Start of Data extract
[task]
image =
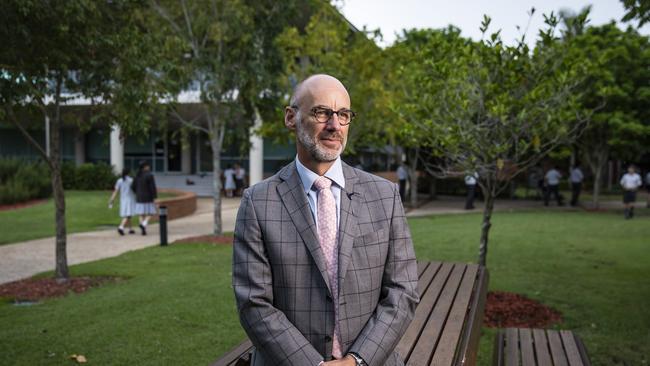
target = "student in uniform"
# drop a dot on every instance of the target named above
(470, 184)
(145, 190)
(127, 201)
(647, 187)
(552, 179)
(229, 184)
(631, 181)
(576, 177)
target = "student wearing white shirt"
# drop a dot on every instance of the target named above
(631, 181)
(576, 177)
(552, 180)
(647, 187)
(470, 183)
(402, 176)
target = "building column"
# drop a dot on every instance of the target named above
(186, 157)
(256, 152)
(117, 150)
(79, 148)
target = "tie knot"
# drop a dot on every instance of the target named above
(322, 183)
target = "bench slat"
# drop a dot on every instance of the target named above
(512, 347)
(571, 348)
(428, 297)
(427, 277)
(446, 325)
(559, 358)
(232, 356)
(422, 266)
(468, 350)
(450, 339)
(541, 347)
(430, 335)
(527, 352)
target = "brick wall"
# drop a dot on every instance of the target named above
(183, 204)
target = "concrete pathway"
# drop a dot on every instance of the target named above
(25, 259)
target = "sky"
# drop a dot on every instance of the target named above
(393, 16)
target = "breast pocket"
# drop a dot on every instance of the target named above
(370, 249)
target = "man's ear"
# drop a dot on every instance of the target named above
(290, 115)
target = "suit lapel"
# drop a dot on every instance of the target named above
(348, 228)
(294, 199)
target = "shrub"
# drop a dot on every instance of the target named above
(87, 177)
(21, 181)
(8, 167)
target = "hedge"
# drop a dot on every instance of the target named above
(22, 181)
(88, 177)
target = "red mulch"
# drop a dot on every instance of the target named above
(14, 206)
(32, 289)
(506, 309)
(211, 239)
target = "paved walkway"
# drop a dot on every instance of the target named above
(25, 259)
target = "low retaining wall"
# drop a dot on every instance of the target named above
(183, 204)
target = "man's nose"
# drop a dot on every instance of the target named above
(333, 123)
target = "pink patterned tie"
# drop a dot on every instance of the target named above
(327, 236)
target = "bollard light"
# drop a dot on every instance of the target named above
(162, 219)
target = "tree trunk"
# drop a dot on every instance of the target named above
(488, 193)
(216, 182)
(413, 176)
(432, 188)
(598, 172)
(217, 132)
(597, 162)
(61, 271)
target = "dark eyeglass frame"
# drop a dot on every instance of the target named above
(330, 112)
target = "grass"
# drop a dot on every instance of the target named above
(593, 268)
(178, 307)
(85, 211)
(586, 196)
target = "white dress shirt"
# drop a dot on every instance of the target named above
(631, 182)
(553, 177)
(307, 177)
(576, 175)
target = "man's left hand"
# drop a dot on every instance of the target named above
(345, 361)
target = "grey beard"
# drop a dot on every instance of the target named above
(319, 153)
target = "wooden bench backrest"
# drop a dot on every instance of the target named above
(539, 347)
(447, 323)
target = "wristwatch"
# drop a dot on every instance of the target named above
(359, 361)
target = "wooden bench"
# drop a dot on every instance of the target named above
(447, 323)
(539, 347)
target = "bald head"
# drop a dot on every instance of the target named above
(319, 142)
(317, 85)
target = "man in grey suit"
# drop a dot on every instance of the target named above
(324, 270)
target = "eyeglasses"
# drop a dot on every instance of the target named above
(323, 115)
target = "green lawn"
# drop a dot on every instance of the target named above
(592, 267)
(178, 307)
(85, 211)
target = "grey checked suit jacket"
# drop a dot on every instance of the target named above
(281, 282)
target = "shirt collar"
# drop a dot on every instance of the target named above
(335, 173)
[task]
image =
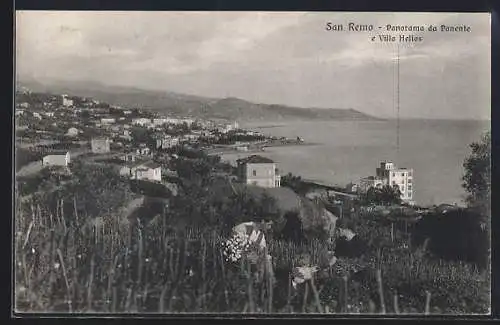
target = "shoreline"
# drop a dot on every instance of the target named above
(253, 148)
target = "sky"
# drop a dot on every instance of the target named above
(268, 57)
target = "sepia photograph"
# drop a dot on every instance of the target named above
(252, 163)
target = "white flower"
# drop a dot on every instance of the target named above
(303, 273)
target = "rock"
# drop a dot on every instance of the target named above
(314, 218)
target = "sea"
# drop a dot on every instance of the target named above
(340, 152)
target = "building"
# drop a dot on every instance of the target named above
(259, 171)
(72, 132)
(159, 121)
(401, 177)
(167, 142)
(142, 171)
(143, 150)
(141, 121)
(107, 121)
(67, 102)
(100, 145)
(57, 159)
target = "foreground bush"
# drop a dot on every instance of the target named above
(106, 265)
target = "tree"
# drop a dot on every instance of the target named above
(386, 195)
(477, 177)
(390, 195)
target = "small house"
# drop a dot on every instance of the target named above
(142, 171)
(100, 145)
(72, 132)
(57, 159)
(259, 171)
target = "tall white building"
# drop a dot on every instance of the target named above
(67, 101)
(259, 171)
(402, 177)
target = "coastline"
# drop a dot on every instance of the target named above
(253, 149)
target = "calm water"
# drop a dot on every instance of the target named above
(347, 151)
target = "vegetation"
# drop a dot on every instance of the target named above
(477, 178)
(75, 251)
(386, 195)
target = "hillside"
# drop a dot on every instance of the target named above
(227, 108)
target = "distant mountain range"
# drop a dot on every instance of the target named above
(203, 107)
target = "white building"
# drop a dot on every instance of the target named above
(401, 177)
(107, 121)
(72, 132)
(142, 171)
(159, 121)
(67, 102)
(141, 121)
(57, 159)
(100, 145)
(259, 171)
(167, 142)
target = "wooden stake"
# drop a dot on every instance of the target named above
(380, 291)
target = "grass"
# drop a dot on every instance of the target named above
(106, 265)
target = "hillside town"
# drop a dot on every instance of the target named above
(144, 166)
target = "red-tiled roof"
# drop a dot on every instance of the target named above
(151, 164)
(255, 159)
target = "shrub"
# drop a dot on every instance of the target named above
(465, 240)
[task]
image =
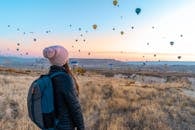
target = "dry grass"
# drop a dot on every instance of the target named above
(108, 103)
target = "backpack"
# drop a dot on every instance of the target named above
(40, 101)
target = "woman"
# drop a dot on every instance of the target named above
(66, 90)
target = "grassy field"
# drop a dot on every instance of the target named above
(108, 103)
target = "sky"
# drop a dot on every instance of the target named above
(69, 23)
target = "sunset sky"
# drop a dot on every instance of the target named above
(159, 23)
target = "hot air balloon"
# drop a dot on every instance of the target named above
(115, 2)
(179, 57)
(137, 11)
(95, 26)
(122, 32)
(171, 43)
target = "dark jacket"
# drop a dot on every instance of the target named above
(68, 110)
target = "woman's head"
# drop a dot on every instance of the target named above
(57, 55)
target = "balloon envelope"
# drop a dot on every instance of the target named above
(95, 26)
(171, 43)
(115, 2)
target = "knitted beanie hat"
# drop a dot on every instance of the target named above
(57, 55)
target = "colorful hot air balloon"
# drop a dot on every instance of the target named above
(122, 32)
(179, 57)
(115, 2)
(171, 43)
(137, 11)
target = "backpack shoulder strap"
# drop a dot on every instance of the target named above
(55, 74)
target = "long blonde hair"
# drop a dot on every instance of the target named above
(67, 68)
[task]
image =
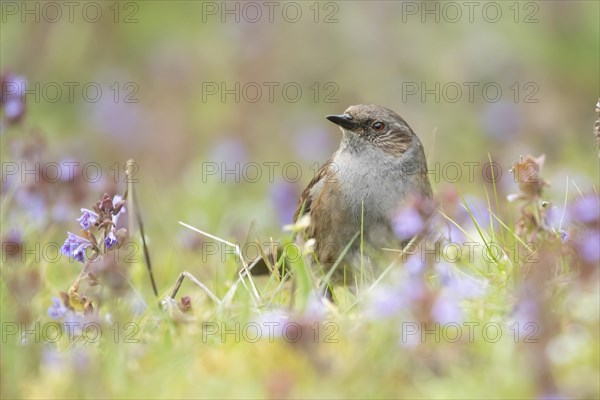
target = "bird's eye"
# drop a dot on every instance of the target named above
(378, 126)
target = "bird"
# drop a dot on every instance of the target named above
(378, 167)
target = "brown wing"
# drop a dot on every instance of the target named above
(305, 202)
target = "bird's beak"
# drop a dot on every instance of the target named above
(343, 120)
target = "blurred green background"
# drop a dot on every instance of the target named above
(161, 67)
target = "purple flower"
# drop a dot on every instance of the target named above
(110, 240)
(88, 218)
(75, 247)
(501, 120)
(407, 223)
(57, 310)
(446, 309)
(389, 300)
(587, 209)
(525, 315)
End of Data extract
Required work:
Each record above must be retyped exactly as given, with the images excluded.

Solution to this problem:
[task]
image =
target = "student in uniform"
# drop a dot on every instance of the target named above
(470, 184)
(145, 190)
(127, 201)
(647, 187)
(552, 179)
(229, 184)
(631, 181)
(576, 177)
target = "student wearing white shirt"
# drop a dot on every instance of the target named above
(631, 181)
(576, 177)
(552, 180)
(647, 187)
(470, 183)
(402, 176)
target = "building column"
# drop a dot on every instance of the target named above
(186, 157)
(256, 152)
(117, 150)
(79, 148)
target = "tie knot"
# drop a dot on every instance of the target named above
(322, 183)
target = "bench slat"
# drop a dot on every instance of the target named above
(512, 347)
(571, 348)
(428, 297)
(427, 277)
(446, 325)
(559, 358)
(232, 356)
(422, 266)
(468, 350)
(450, 339)
(541, 347)
(430, 335)
(527, 352)
target = "brick wall"
# drop a dot on every instance of the target named above
(183, 204)
target = "concrete pathway"
# drop a dot on every instance of the target named above
(25, 259)
target = "sky"
# drop a dot on every instance of the target named above
(393, 16)
target = "breast pocket"
# drop a dot on every instance of the target named above
(370, 249)
target = "man's ear"
# drop a dot on every instance of the target named above
(290, 115)
target = "suit lapel"
# drop a dot on every instance of the target named above
(348, 228)
(294, 199)
target = "shrub"
# drop a dot on every instance of the target named above
(87, 177)
(21, 181)
(8, 167)
target = "hedge"
# drop a dot on every instance of the target named above
(22, 181)
(88, 177)
target = "red mulch"
# drop a dot on every instance of the target named above
(14, 206)
(32, 289)
(506, 309)
(211, 239)
target = "paved walkway"
# drop a dot on every instance of the target named above
(25, 259)
target = "low retaining wall"
# drop a dot on every instance of the target named above
(183, 204)
target = "man's nose"
# drop a dot on every instance of the target named above
(333, 123)
target = "pink patterned tie"
# drop a dot on every instance of the target named above
(327, 236)
target = "bollard light"
# drop a dot on every instance of the target named above
(162, 219)
target = "tree trunk"
# drop a dot on every instance of the target named above
(488, 193)
(216, 182)
(413, 176)
(432, 188)
(598, 172)
(217, 132)
(597, 162)
(61, 271)
target = "dark eyeglass frame"
# drop a dot on every instance of the target named above
(330, 112)
target = "grass"
# drop a dot on every instance of the target named above
(593, 268)
(178, 307)
(85, 211)
(586, 196)
target = "white dress shirt"
# drop a dot on every instance of the target named above
(631, 182)
(553, 177)
(307, 177)
(576, 175)
target = "man's left hand"
# drop a dot on every instance of the target named above
(345, 361)
target = "grey beard"
# drop a dot on every instance of the target named above
(319, 153)
target = "wooden bench backrest"
# drop a dot on every instance of the target named above
(539, 347)
(447, 323)
target = "wristwatch"
# drop a dot on every instance of the target named above
(359, 361)
target = "wooden bench"
# drop a dot on every instance of the target named above
(447, 323)
(539, 347)
target = "bald head"
# drop a dot on every instance of the target named above
(319, 142)
(317, 85)
target = "man in grey suit"
# drop a dot on every instance of the target named above
(324, 270)
target = "eyeglasses"
# drop a dot on every instance of the target named above
(323, 115)
target = "green lawn"
# drop a dot on every instance of the target named above
(592, 267)
(178, 307)
(85, 211)
target = "grey checked suit jacket"
# drop a dot on every instance of the target named above
(281, 282)
target = "shirt collar"
# drop a dot on every instance of the target named above
(335, 173)
[task]
image =
target = "shoreline"
# drop a dot on every instance of the target named above
(253, 148)
target = "sky"
# drop a dot on every instance of the target named above
(268, 57)
target = "sepia photograph"
# drop a dot on every instance of the target named above
(252, 163)
target = "white flower"
# drop a dot on every instance of the target named above
(303, 273)
target = "rock"
# drop a dot on every instance of the target named above
(314, 218)
target = "sea"
# drop a dot on every instance of the target named above
(340, 152)
target = "building"
# drop a dot on every instance of the target named above
(259, 171)
(72, 132)
(159, 121)
(401, 177)
(167, 142)
(142, 171)
(143, 150)
(141, 121)
(107, 121)
(67, 102)
(100, 145)
(57, 159)
target = "foreground bush"
# drop a dot on every instance of the target named above
(106, 265)
target = "tree"
# drop a dot on every instance of the target named above
(386, 195)
(477, 177)
(390, 195)
target = "small house"
# drop a dot on every instance of the target named above
(142, 171)
(100, 145)
(72, 132)
(57, 159)
(259, 171)
target = "tall white building"
# drop a dot on every instance of the target named above
(67, 101)
(259, 171)
(402, 177)
target = "coastline"
# drop a dot on every instance of the target named above
(253, 149)
target = "calm water"
# drop a dot on every instance of the target named above
(347, 151)
target = "vegetation"
# drop a dot on every instance of the target named above
(477, 178)
(75, 251)
(386, 195)
target = "hillside"
# drop a dot on every instance of the target named above
(227, 108)
target = "distant mountain range"
# drop a dot on every instance of the target named above
(203, 107)
target = "white building"
# drop a dot on every instance of the target named above
(401, 177)
(107, 121)
(72, 132)
(142, 171)
(159, 121)
(67, 102)
(141, 121)
(57, 159)
(100, 145)
(259, 171)
(167, 142)
target = "wooden stake"
# drop a dot on every instance of the target named above
(380, 291)
target = "grass"
# drop a dot on every instance of the target named above
(106, 265)
target = "hillside town"
# drop a dot on every instance of the target named above
(144, 166)
target = "red-tiled roof"
# drop a dot on every instance of the target named above
(151, 164)
(255, 159)
target = "shrub"
# drop a dot on every instance of the target named above
(465, 240)
[task]
image =
target = "dry grass"
# drop a dot on every instance of the target named above
(108, 103)
target = "backpack"
# drop a dot on every instance of the target named above
(40, 101)
target = "woman"
# drop a dot on every instance of the target named above
(66, 90)
target = "grassy field"
# drop a dot on every instance of the target named above
(108, 103)
target = "sky"
# drop a dot on every instance of the target named above
(69, 23)
target = "sunset sky"
# drop a dot on every instance of the target named above
(159, 23)
target = "hot air balloon"
# drop a dot on every instance of the target named above
(115, 2)
(179, 57)
(137, 11)
(95, 26)
(122, 32)
(171, 43)
target = "dark jacket"
# drop a dot on every instance of the target named above
(68, 110)
target = "woman's head"
# drop a dot on every instance of the target named above
(57, 55)
target = "balloon envelope"
# drop a dot on every instance of the target named above
(95, 26)
(171, 43)
(115, 2)
target = "knitted beanie hat"
# drop a dot on every instance of the target named above
(57, 55)
target = "colorful hot air balloon"
# drop a dot on every instance of the target named above
(122, 32)
(179, 57)
(115, 2)
(171, 43)
(137, 11)
target = "backpack shoulder strap"
# drop a dot on every instance of the target named above
(55, 74)
target = "long blonde hair"
# drop a dot on every instance of the target named above
(67, 68)
[task]
image =
target = "bird's eye"
# drop a dot on every instance of the target named above
(378, 126)
target = "bird"
# drop a dot on every instance of the target named above
(378, 167)
target = "brown wing"
# drop a dot on every instance of the target named above
(305, 202)
target = "bird's beak"
# drop a dot on every instance of the target named above
(343, 120)
target = "blurred green background"
# drop a dot on every instance of the target named above
(161, 67)
target = "purple flower"
# drop a dot on every instance of the target named above
(110, 240)
(88, 218)
(75, 247)
(501, 120)
(407, 223)
(57, 310)
(446, 309)
(389, 300)
(587, 209)
(525, 315)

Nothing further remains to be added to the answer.